*Records for processing:*
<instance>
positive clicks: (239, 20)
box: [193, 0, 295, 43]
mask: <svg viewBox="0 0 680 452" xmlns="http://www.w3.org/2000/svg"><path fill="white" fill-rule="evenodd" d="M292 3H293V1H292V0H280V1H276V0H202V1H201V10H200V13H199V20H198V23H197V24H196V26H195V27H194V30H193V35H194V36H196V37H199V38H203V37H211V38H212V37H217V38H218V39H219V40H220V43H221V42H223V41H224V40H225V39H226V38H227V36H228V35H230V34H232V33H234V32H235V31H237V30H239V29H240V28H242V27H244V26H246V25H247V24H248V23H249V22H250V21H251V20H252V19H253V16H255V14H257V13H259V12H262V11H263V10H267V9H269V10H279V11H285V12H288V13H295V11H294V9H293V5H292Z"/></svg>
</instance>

*Work request:* Convert the lines of the entries above into a numbered list, leaving out any blank lines.

*Answer for this exercise:*
1. <instance>
2. positive clicks: (239, 20)
3. box: [193, 0, 295, 43]
4. mask: <svg viewBox="0 0 680 452" xmlns="http://www.w3.org/2000/svg"><path fill="white" fill-rule="evenodd" d="M292 3H293V1H292V0H280V1H276V0H202V1H201V10H200V13H199V20H198V23H197V24H196V26H195V27H194V30H193V35H194V36H196V37H199V38H203V37H211V38H212V37H217V38H218V39H219V40H220V43H221V42H223V41H224V40H225V39H226V38H227V36H228V35H230V34H232V33H234V32H235V31H237V30H239V29H240V28H242V27H244V26H246V25H247V24H248V23H249V22H250V21H251V20H252V19H253V16H255V14H257V13H259V12H262V11H263V10H267V9H269V10H279V11H285V12H288V13H295V11H294V9H293V5H292Z"/></svg>
5. </instance>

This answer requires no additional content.